(Exercise instructions)
If a line in the material below has the string "photo", copy it out.

(Record set)
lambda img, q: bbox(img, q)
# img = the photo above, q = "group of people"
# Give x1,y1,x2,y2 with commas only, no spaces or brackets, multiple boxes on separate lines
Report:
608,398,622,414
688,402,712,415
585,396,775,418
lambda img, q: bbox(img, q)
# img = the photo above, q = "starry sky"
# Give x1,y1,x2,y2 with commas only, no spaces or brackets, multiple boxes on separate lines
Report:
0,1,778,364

* * *

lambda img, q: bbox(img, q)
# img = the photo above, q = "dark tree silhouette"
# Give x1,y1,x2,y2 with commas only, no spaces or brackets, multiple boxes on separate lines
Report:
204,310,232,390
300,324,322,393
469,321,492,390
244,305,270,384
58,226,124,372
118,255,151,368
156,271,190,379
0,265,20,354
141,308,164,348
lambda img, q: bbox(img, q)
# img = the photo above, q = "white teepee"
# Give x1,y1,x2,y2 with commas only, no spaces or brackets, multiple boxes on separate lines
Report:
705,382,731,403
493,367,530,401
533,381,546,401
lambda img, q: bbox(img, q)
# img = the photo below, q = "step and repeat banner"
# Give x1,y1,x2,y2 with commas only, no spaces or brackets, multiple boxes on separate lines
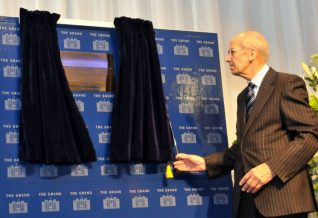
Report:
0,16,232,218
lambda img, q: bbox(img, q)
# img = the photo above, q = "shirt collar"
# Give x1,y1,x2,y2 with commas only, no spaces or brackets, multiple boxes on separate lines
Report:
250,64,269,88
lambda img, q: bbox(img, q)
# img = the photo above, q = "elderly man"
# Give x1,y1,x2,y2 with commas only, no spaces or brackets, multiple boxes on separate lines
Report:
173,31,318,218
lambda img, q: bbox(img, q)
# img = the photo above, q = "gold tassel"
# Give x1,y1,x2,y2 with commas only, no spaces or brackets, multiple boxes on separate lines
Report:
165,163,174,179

(Exercise result)
# img = the photo above, q = "group of people"
# img = the photo above, q = "starry sky"
# img = the photo above, q = "dark tree silhouette"
# img = the photo above, q = "white teepee"
# img = the photo below, q = "step and repeat banner"
# img = the photo above, q = "shirt collar"
# img = the photo above, q = "elderly man"
# img = the photo above, q = "gold tassel"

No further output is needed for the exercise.